* [Text segment]
This was an appeal made by a local authority against a decision of HHJ Wicks in adoption proceedings concerning a child, Y (aged 2 years and 8 months). HHJ Wicks had granted Y’s parents leave to oppose the making of an adoption order. The appeal was dismissed. Of wider interest is the fact that this was the first remote hearing before the Court of Appeal involving litigants with hearing difficulties. The court referred the matter to the President and MacDonald J to consider whether the guidance on the conduct of remote and hybrid hearings needs amendment to address the difficulties faced by disabled litigants in general and those with hearing loss in particular.

Background
Care proceedings were brought in respect of Y and his older half-siblings after Y, then a few weeks old, was taken to hospital and found to have sustained 10 fractures of various ages and a number of bruises. The parents (M and F) accepted that the injuries had been inflicted by F. There was a fact-finding hearing in April 2019 at which HHJ Wicks made a number of serious findings against the parents (some accepted by them and some not) [findings set out at para 6].

The parents accepted that the findings ruled them out as carers. A final hearing took place in July 2019. Y's half siblings were made subject to care orders and placed with the maternal aunt and uncle. There were no other family members to put forward as possible carers for Y so, there were only two realistic options for him: adoption (sought by the Local Authority) and long-term fostering (sought by the parents). HHJ Wicks approved the Local Authority's care plan and made care and placement orders.

* [Task to carry out] Resume the summary of Y's adoption appeal, carrying on after its paragraph about the July 2019 final hearing.

* [Records shown]
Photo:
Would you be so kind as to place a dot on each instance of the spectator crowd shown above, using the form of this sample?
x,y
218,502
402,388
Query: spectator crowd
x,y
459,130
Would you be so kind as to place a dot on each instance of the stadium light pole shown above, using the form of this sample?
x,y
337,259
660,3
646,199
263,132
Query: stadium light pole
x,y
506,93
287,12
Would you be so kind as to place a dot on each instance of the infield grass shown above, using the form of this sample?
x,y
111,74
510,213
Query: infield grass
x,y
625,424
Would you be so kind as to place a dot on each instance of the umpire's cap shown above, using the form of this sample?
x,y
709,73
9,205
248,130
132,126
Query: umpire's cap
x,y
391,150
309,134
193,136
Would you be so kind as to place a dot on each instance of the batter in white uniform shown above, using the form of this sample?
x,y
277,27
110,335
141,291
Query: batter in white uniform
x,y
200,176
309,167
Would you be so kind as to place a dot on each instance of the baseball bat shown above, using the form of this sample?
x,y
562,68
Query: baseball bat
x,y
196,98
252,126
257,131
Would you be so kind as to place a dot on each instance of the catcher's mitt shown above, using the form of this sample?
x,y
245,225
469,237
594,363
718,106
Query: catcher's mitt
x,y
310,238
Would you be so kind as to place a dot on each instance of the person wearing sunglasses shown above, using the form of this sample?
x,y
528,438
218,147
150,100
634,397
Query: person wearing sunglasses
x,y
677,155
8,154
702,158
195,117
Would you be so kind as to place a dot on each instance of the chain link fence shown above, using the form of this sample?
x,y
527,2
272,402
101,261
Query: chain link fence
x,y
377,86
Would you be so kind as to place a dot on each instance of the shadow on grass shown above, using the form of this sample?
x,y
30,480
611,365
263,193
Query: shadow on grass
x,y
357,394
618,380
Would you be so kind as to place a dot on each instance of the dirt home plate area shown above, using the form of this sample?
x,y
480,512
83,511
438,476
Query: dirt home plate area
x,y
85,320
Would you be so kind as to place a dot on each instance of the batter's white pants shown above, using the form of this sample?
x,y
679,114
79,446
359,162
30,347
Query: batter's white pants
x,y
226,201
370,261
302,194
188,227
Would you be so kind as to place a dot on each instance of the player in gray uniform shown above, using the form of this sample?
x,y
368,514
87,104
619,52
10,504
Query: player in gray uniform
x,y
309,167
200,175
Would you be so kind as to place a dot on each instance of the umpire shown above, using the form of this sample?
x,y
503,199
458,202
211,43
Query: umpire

* [Response to this task]
Y had been with his foster carers for nearly 18 months. They expressed a wish to adopt him and on 6 September 2019, filed an adoption application. The parents then filed an application under s.47(5) of the Adoption and Children Act 2002 for leave to oppose the adoption.

This application also came before HHJ Wicks. After the hearing was adjourned twice, the matter was listed for determination by written submissions. The learned judge granted leave on 29 June 2020. He was satisfied that there had been a significant change in the parents' circumstances and that when considering Y's welfare throughout his life, the parents had a solid case for opposing the making of an adoption order.

HHJ Wicks refused the local authority's application for permission to appeal and a notice of appeal was filed with the Court of Appeal on 6 July 2020. Permission to appeal was granted.

The appeal
The appeal was opposed by the parents but supported by the Guardian.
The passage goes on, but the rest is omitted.